**Document extract**
━━━━
Waste management is all about how to dispose of all the things you don’t want. Where most think Waste Management – FNG is thinking Sustainable Materials Management.

First Nation Growers believe everyone has the right to live and work in a clean environment. Because of remoteness and in some cases low incomes, many indigenous communities feel they have none to limited options to safely and securely improving their waste management and collection methods. FNG Community Garden Farming Co-op Facilities through our own commitment to each project sustainable materials management practices bring improvements to the health of the communities that we work within and the creation of a safer healthier place to live and work. Ultimately, the goal of our FNG recycling program is to maximize the recyclability of our own community garden farming Co-op materials.

Affluent societies often see it plainly as garbage or an environmental problem, but in many communities waste can be an important and flexible source of income and can provide raw material to many sectors of economy. One of our FNG goals is to remain technologically advanced in the best interest of the environment that includes providing innovative project technologies in waste management resources that we also make available to each and every First Nation and or Inuit community that we work with across Canada, creating a cohesive relationship between community, environment and each 4seasons garden farming co-op facility.
━━━━
(Referring expression pointing data)
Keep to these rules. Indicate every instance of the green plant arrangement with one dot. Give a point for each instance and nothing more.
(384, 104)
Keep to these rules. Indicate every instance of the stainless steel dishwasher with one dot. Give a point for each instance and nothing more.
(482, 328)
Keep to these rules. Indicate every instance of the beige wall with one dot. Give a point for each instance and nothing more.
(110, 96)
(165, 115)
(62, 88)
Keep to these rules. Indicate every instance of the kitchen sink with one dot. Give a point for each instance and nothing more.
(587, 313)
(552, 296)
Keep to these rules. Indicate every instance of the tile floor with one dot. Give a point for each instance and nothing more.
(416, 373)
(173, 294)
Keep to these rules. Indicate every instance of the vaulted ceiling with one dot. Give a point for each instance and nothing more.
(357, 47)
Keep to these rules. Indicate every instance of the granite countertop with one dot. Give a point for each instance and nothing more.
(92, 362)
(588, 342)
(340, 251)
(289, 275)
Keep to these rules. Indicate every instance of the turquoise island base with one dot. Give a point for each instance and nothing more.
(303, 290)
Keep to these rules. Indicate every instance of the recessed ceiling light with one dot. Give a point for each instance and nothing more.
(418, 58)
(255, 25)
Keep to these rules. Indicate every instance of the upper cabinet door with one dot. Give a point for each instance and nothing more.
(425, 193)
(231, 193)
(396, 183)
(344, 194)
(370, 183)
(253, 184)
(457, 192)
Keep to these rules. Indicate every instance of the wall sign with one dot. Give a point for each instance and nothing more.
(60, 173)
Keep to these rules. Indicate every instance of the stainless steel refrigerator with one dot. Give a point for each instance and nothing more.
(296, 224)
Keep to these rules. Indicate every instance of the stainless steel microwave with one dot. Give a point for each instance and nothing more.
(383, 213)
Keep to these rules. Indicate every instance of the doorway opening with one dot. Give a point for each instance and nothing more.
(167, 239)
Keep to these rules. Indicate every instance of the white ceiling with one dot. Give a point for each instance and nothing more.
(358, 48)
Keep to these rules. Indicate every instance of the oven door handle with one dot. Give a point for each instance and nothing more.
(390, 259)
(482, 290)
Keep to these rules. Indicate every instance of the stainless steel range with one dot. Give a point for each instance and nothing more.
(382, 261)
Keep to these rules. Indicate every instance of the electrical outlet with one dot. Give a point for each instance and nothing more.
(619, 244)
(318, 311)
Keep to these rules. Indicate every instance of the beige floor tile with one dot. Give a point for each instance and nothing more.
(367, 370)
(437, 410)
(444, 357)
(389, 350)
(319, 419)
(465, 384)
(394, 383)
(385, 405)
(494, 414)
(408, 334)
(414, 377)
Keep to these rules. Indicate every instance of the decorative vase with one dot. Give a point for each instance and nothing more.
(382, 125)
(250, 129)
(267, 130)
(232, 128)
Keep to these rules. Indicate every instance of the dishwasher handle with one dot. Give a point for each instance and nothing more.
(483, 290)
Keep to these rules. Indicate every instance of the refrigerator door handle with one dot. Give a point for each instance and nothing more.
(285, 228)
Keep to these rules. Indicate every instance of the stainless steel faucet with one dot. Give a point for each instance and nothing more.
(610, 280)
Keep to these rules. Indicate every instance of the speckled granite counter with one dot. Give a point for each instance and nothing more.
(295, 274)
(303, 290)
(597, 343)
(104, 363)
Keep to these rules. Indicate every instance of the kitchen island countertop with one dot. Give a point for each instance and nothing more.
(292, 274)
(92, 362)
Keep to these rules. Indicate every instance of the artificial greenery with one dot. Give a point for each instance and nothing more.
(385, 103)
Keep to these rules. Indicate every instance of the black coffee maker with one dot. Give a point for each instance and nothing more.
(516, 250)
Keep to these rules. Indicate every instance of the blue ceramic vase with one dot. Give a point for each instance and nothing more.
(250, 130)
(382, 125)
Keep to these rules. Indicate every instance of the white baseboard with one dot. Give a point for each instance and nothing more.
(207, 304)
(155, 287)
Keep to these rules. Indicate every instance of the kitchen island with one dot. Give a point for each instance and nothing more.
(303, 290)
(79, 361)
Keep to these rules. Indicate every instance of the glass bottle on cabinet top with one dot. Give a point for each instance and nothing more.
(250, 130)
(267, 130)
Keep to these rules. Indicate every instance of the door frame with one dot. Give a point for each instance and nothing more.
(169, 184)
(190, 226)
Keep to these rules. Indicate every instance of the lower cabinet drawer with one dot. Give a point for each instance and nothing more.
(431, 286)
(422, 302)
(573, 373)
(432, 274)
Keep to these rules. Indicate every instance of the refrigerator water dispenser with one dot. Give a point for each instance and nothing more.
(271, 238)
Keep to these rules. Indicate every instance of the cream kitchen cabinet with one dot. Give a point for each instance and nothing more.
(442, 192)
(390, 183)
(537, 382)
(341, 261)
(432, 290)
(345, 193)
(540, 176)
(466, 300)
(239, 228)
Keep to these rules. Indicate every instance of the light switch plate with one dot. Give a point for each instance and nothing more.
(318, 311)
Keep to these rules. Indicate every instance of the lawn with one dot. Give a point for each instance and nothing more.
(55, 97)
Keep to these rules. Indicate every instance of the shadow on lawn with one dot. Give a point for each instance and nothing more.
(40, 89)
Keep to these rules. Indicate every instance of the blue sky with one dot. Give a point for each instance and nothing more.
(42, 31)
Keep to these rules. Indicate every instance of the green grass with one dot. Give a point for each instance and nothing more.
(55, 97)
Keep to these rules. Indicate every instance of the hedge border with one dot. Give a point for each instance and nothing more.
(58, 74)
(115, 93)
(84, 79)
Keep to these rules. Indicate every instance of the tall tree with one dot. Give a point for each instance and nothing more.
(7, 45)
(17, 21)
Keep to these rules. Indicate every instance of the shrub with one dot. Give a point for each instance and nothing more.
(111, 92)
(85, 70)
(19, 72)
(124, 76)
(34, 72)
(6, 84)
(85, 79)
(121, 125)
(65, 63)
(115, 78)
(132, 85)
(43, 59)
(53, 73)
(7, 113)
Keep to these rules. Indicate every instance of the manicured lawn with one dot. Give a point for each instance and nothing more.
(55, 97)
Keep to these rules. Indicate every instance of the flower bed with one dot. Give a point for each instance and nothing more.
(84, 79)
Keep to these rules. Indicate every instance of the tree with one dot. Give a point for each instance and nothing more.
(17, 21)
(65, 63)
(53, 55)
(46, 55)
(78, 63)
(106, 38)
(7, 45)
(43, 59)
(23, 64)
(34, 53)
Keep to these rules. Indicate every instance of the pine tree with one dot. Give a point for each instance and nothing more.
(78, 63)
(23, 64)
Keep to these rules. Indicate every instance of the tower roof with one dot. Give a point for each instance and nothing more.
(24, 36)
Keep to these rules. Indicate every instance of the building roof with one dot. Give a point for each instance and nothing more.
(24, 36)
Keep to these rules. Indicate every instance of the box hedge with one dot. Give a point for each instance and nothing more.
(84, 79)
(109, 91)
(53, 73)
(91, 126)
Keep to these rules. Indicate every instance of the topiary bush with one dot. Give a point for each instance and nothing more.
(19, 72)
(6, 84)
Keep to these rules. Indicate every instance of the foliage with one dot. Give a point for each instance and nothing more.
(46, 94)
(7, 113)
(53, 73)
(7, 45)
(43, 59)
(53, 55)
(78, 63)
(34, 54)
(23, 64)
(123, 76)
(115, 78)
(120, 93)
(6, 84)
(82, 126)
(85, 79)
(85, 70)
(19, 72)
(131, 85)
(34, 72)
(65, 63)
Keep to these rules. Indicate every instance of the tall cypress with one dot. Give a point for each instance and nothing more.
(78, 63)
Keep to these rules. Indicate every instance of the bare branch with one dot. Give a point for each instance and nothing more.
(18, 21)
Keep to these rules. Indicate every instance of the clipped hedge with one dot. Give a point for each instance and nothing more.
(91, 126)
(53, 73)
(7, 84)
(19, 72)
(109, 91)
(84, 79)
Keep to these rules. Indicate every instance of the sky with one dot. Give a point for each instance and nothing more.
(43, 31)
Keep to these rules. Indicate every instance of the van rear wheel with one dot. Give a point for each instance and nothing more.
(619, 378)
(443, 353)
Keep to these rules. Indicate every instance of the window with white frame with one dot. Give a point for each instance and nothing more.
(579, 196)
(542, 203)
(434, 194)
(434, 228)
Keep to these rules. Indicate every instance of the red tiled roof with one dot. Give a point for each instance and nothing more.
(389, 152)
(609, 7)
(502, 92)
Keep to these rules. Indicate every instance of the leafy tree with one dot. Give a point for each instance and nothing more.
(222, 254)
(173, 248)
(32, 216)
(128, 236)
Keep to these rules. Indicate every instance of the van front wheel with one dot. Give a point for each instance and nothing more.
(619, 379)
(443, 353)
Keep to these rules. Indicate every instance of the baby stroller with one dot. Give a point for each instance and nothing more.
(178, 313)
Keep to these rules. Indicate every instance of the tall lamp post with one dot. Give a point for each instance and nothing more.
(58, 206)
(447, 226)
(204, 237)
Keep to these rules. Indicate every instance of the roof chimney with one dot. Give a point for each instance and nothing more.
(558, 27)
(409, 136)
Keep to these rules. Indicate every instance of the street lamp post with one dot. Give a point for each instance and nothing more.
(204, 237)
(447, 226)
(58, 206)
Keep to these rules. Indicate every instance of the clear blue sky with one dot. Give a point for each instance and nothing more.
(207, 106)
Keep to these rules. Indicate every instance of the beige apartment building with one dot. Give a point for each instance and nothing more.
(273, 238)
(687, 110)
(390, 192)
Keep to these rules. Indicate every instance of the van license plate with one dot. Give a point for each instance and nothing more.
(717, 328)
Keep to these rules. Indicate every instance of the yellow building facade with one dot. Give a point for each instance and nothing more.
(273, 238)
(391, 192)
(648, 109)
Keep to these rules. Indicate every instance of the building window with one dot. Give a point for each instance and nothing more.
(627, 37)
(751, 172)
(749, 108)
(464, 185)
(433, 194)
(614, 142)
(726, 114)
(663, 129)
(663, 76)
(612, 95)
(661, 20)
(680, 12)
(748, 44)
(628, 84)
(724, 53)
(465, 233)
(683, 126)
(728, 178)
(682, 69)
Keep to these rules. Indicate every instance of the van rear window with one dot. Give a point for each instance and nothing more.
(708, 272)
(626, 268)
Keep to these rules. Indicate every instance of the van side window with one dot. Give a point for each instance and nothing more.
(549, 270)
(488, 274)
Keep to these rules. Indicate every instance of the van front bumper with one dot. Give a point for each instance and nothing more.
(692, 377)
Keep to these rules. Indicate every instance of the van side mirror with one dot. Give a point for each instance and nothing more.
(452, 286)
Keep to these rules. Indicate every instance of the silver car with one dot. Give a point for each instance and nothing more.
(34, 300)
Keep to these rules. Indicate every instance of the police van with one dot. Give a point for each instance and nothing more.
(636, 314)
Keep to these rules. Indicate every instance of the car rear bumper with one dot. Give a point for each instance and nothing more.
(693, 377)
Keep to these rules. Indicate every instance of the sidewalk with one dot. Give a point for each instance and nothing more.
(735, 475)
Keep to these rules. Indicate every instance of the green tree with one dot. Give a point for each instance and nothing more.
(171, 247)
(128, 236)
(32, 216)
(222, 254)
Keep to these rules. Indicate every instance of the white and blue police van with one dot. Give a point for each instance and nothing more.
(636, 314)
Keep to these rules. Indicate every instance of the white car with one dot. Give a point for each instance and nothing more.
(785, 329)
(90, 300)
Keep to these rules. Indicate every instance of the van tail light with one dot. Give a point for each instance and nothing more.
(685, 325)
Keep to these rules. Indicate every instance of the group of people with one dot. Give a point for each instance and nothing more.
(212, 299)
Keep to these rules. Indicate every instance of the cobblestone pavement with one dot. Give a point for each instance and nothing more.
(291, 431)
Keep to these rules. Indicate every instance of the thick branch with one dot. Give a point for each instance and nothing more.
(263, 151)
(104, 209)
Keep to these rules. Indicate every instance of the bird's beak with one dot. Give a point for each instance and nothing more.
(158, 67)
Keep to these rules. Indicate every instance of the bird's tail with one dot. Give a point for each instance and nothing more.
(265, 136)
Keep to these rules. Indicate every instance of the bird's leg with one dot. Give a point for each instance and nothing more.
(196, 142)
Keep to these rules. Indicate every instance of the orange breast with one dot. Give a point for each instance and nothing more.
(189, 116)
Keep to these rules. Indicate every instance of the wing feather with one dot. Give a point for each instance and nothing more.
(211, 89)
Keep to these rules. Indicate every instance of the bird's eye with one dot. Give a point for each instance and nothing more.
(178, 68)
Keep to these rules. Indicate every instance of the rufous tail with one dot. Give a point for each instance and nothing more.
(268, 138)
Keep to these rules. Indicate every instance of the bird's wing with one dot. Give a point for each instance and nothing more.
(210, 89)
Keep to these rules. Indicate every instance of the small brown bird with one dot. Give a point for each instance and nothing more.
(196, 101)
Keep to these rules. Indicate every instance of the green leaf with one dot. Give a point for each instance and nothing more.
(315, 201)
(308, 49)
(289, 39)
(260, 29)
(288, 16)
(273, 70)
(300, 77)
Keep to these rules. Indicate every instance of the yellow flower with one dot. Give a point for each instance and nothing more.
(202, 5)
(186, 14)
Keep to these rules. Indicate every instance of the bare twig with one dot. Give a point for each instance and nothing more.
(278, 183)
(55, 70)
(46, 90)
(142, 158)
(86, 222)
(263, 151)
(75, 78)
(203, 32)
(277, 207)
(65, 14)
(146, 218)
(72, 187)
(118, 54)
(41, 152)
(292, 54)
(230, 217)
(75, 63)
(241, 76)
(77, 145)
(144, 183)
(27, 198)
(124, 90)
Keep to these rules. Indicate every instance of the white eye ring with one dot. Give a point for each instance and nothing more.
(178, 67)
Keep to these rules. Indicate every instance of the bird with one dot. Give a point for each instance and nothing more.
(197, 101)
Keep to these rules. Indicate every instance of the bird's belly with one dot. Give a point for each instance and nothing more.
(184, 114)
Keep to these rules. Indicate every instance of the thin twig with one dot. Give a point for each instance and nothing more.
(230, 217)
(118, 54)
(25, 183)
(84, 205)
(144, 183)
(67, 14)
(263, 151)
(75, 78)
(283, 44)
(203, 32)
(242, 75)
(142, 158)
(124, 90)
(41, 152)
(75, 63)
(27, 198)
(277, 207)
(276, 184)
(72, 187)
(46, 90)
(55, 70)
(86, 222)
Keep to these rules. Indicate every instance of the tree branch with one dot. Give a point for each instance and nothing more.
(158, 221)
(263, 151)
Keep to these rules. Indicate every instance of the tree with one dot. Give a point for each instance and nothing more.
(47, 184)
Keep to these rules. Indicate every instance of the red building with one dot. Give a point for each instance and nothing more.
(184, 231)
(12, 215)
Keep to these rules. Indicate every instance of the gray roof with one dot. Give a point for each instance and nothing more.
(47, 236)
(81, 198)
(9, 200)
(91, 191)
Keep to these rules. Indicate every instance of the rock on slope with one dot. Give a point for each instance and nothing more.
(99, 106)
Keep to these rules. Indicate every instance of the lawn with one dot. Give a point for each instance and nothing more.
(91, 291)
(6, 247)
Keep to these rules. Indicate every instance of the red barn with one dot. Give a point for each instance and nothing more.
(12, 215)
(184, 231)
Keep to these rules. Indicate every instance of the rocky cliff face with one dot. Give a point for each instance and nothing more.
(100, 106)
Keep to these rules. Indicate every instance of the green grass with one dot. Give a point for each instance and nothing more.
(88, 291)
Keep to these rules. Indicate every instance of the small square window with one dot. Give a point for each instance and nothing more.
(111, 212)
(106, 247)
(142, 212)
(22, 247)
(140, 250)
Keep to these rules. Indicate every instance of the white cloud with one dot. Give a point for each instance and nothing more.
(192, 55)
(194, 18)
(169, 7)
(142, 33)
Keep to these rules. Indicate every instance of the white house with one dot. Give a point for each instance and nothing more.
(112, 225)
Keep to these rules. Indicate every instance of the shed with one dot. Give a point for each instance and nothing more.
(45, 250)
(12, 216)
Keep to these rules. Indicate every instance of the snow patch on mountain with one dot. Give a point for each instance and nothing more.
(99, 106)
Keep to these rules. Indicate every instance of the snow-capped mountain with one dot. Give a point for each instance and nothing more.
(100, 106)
━━━━
**Task requirements**
From the waste management text, extract the passage starting with "First Nation Growers" and going on through "farming Co-op materials.".

**Final answer**
First Nation Growers believe everyone has the right to live and work in a clean environment. Because of remoteness and in some cases low incomes, many indigenous communities feel they have none to limited options to safely and securely improving their waste management and collection methods. FNG Community Garden Farming Co-op Facilities through our own commitment to each project sustainable materials management practices bring improvements to the health of the communities that we work within and the creation of a safer healthier place to live and work. Ultimately, the goal of our FNG recycling program is to maximize the recyclability of our own community garden farming Co-op materials.